** START RAW DATA **

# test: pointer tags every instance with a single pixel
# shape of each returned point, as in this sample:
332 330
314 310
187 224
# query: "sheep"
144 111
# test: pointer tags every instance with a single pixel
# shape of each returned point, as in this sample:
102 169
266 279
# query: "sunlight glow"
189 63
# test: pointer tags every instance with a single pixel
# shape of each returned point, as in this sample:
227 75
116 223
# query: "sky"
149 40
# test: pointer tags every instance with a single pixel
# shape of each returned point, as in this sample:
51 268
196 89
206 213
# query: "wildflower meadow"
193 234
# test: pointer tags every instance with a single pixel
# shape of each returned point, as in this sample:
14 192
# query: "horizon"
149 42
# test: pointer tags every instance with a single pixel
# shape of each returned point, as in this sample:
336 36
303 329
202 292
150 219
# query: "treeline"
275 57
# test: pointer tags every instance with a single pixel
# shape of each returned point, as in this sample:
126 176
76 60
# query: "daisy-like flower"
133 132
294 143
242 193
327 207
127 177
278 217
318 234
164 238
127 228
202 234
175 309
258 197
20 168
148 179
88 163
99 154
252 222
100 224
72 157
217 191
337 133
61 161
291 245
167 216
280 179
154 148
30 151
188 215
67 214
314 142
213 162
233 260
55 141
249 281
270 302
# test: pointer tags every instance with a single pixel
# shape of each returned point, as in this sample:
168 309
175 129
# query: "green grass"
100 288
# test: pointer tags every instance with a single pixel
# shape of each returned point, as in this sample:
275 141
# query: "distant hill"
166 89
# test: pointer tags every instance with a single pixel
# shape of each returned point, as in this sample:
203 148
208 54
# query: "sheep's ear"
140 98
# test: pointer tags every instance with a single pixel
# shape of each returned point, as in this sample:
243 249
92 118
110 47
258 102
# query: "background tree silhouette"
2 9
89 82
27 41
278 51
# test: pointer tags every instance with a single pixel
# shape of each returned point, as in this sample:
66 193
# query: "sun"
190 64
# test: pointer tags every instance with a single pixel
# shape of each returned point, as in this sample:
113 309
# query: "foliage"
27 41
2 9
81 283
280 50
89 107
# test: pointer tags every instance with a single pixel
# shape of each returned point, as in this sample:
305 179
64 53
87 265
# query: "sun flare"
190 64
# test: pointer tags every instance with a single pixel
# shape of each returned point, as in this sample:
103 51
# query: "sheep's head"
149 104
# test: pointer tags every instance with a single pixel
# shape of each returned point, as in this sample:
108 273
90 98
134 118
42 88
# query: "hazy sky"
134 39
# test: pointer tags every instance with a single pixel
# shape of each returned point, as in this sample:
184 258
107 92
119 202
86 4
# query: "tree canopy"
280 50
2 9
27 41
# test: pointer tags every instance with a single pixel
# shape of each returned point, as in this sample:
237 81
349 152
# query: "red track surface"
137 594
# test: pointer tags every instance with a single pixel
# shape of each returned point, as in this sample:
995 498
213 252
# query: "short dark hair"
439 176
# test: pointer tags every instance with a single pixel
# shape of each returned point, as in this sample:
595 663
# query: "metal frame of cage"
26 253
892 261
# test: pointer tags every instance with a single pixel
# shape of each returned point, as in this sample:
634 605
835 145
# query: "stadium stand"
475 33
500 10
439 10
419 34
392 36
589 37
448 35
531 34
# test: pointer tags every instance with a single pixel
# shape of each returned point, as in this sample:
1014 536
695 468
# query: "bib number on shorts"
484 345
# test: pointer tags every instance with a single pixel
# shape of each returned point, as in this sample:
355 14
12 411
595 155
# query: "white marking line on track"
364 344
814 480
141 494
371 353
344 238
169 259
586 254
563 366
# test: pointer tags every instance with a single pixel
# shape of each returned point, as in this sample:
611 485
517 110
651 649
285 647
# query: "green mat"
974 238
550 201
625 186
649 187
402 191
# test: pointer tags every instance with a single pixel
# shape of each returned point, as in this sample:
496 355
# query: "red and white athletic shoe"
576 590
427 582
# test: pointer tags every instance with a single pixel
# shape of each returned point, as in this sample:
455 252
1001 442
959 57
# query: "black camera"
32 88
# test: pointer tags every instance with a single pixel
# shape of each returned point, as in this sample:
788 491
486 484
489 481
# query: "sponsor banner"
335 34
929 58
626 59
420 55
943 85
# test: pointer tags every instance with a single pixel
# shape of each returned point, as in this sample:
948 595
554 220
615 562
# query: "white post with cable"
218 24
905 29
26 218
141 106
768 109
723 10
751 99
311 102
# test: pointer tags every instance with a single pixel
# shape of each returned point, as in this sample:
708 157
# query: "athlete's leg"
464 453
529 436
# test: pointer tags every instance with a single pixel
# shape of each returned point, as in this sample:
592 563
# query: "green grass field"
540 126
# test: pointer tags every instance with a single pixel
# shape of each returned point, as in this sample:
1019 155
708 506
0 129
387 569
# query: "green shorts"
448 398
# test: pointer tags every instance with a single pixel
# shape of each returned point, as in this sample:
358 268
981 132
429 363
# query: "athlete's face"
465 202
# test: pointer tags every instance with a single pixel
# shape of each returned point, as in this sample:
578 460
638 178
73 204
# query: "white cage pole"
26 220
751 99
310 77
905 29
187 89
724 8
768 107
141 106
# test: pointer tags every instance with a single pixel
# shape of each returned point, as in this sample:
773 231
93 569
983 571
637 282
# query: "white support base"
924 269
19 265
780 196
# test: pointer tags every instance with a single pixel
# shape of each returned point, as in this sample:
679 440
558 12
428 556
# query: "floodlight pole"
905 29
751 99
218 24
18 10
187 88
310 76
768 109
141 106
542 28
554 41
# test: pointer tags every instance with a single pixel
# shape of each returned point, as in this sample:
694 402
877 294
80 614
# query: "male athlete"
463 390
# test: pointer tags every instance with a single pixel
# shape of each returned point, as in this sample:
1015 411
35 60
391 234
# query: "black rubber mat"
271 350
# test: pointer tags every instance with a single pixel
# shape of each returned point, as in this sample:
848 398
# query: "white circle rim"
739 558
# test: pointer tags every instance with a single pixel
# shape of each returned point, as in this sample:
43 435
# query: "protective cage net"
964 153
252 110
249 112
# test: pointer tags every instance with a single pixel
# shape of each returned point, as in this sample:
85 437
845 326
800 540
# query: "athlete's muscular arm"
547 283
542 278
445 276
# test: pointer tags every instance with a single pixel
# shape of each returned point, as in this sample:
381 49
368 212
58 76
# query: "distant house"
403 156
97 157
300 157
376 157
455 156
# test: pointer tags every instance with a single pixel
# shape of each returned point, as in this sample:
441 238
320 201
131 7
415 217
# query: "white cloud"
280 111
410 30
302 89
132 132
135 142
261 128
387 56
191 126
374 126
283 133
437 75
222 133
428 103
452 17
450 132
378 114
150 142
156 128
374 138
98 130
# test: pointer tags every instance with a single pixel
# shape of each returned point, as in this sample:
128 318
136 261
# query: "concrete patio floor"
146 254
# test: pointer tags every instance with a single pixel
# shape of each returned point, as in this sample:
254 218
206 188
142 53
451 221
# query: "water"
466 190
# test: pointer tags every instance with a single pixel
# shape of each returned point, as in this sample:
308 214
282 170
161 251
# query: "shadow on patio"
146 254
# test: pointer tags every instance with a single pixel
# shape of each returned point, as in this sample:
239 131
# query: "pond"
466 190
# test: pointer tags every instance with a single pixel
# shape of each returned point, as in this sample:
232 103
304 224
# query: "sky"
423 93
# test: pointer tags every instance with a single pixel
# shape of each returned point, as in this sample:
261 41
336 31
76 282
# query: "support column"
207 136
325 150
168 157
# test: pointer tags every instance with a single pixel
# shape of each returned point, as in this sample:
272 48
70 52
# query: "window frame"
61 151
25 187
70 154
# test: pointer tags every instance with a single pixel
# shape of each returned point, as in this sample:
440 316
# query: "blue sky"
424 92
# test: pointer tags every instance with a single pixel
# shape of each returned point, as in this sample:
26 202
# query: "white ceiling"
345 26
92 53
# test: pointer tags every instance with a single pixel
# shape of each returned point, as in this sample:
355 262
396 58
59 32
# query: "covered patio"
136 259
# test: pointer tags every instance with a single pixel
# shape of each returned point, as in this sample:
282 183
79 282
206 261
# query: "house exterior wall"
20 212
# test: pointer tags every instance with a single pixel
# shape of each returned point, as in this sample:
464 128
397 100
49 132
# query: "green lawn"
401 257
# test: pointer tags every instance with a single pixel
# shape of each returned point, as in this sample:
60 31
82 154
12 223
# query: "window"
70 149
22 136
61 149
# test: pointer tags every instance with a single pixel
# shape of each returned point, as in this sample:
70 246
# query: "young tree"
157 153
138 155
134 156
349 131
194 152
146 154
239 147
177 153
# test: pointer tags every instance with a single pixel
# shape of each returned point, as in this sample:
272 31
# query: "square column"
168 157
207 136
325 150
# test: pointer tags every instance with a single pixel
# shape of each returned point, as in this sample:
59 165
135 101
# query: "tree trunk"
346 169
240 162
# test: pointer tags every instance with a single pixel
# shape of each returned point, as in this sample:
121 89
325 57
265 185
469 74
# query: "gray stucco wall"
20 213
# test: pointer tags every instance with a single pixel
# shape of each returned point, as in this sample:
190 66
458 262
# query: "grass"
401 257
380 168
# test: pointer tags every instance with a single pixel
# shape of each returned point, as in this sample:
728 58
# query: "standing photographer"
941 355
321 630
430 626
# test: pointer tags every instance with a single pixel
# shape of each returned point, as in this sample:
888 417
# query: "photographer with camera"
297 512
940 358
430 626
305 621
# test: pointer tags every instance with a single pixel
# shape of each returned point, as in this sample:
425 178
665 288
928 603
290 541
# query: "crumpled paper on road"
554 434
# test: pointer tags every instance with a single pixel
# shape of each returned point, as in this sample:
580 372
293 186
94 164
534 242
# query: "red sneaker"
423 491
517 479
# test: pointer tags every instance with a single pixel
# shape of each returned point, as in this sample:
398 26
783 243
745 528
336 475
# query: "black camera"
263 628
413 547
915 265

** END RAW DATA **

EXERCISE DETAILS: How many lines of the data above contain the word "patio"? Reply with only the number.

SOLVED PROBLEM: 3